About this exercise:
Gather every line in the entries below that contains the string "negative", and copy each one out in full.

Data for this task:
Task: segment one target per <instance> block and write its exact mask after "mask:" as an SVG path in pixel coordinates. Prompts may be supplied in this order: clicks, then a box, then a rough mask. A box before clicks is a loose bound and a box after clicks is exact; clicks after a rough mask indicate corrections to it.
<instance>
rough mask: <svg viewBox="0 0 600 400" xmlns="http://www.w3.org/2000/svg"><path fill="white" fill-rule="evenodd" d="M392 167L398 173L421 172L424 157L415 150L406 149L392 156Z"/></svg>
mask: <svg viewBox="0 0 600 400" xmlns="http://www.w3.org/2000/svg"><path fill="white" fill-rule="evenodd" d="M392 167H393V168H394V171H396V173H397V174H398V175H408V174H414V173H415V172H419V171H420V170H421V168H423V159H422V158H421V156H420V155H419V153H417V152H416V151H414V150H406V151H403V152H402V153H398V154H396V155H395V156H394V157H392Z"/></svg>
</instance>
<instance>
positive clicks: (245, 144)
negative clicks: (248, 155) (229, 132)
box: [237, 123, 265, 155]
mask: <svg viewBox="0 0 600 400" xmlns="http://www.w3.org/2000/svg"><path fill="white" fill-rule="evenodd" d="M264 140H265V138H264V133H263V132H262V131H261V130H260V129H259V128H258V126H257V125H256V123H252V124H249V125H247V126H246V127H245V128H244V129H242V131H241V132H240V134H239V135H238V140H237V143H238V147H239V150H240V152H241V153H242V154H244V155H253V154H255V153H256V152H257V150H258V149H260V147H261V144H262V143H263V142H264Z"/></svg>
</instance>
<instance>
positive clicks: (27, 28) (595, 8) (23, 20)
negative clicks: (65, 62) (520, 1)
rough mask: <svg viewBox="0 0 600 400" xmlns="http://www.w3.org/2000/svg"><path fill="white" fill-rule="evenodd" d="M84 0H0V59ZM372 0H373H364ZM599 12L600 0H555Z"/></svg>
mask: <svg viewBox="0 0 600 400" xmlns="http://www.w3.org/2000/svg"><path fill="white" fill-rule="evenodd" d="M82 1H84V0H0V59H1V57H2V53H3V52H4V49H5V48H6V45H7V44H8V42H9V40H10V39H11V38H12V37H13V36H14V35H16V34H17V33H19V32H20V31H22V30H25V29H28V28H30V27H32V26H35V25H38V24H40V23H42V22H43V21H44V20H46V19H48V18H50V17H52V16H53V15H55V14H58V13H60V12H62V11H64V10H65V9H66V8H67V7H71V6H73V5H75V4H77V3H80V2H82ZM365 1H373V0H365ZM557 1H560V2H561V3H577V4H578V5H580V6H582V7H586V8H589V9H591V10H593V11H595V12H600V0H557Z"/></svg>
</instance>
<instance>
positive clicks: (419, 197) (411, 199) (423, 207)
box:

Written solution:
negative clicks: (248, 155) (229, 132)
negative clicks: (65, 62) (520, 1)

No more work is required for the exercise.